- **Excerpted passage**
========================================================================

At that point, the cards seem to re-initialize. And what's really interesting is this time, the array recovered before the Finder file copy timed out, and so the copy finished successfully. And copying the 400 MB file back had no problem either. So it definitely seems to be a stability issue when writing bytes out to all 60 drives at once, continuously. CPU load maxes out at least one core whenever writes are saturating the bus.

I think my next plan is to do a JBOD-style array, so have the entire array set up sequentially (no RAID 0 striping), and see if writing in that manner is more efficient / less error-prone.

geerlingguy commented 2 years ago

Deleted the existing btrfs array with:

$ sudo systemctl stop smbd
$ sudo umount /btrfs
$ sudo wipefs --all -t btrfs /dev/sda /dev/sdae ...

And creating a new one with single for JBOD-style:

$ sudo mkfs.btrfs -L btrfs -d raid0 -m raid0 -f /dev/sda /dev/sdae /dev/sdaj /dev/sdao /dev/sdat /dev/sday /dev/sdbc /dev/sdbh /dev/sdg /dev/sdl /dev/sdq /dev/sdv /dev/sdaa /dev/sdaf /dev/sdak /dev/sdap /dev/sdau /dev/sdaz /dev/sdbd /dev/sdc  /dev/sdh /dev/sdm /dev/sdr /dev/sdw /dev/sdab /dev/sdag /dev/sdal /dev/sdaq /dev/sdav /dev/sdb  /dev/sdbe /dev/sdd  /dev/sdi /dev/sdn /dev/sds /dev/sdx /dev/sdac /dev/sdah /dev/sdam /dev/sdar /dev/sdaw /dev/sdba /dev/sdbf /dev/sde  /dev/sdj /dev/sdo /dev/sdt /dev/sdy /dev/sdad /dev/sdai /dev/sdan /dev/sdas /dev/sdax /dev/sdbb /dev/sdbg /dev/sdf  /dev/sdk /dev/sdp /dev/sdu /dev/sdz

$ sudo btrfs filesystem show
Label: 'btrfs'  uuid: b4a4b388-a948-4ca3-928c-469296e79e50
    Total devices 60 FS bytes used 128.00KiB
    devid    1 size 18.19TiB used 202.62MiB path /dev/sda
    devid    2 size 18.19TiB used 202.62MiB path /dev/sdae
...

========================================================================

- **Data provided**

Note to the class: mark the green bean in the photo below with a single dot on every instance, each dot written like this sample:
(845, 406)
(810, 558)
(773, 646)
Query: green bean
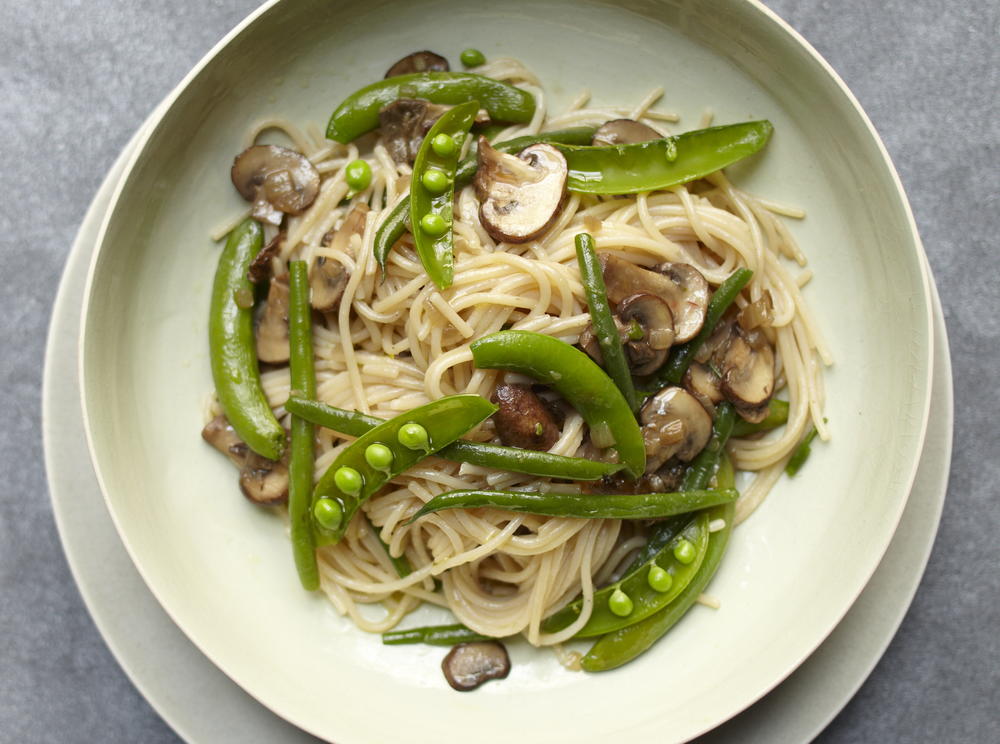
(661, 163)
(602, 319)
(682, 356)
(359, 112)
(444, 421)
(578, 379)
(498, 457)
(582, 506)
(623, 645)
(434, 635)
(801, 454)
(302, 459)
(232, 349)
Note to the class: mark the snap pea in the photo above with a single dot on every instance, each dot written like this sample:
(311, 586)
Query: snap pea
(434, 635)
(358, 113)
(444, 421)
(393, 226)
(431, 212)
(777, 415)
(232, 350)
(623, 645)
(498, 457)
(602, 319)
(577, 378)
(302, 457)
(661, 163)
(681, 356)
(582, 506)
(680, 558)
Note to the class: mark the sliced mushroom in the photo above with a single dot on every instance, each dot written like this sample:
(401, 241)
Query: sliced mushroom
(623, 132)
(674, 424)
(327, 276)
(748, 374)
(520, 196)
(469, 665)
(523, 419)
(276, 180)
(649, 328)
(272, 330)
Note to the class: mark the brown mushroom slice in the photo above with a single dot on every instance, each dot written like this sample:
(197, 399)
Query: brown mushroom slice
(523, 419)
(674, 424)
(689, 301)
(272, 330)
(623, 132)
(649, 331)
(469, 665)
(520, 196)
(748, 374)
(424, 61)
(277, 180)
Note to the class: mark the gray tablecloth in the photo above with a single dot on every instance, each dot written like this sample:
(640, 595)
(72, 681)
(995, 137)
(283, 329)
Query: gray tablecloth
(79, 76)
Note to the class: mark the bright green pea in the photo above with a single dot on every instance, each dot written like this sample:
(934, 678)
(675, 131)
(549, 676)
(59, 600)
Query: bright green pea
(328, 513)
(348, 480)
(472, 58)
(414, 436)
(444, 145)
(433, 224)
(379, 456)
(435, 181)
(684, 551)
(620, 603)
(659, 580)
(358, 174)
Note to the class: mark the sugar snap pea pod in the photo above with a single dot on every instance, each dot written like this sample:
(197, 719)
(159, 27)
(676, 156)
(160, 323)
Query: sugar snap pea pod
(393, 227)
(434, 635)
(681, 356)
(498, 457)
(777, 415)
(409, 437)
(602, 320)
(661, 163)
(578, 379)
(359, 111)
(432, 191)
(232, 349)
(649, 588)
(582, 506)
(302, 458)
(623, 645)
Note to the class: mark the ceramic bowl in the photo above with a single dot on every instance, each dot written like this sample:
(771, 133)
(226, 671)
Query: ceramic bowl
(222, 569)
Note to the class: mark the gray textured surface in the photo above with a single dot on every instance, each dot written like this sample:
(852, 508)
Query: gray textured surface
(77, 78)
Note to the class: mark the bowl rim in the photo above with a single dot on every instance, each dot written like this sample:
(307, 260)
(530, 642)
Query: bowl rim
(152, 126)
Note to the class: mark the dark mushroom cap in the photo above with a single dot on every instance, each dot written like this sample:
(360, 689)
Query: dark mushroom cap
(424, 61)
(469, 665)
(276, 180)
(623, 132)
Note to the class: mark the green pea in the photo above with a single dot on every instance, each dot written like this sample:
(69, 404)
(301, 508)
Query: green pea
(684, 551)
(659, 580)
(358, 174)
(444, 145)
(379, 456)
(620, 603)
(328, 513)
(348, 480)
(414, 436)
(472, 58)
(435, 181)
(433, 224)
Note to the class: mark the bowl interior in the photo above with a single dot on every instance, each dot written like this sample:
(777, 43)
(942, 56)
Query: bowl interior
(223, 570)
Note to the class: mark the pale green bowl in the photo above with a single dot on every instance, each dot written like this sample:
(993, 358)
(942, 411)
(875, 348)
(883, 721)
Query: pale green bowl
(223, 569)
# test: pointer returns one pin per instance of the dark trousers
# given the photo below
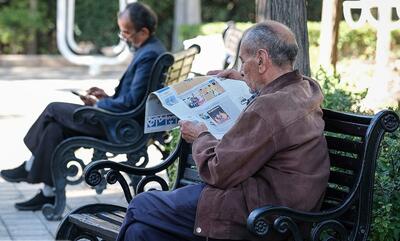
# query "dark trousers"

========================================================================

- **Task brief**
Answer these questions from the forum excerpt, one answer per line, numbered to match:
1. What size was the file copied back without a problem?
2. What total number of devices does the new filesystem report?
3. What size is listed for each device shown?

- **Output for this exercise**
1. 400 MB
2. 60
3. 18.19TiB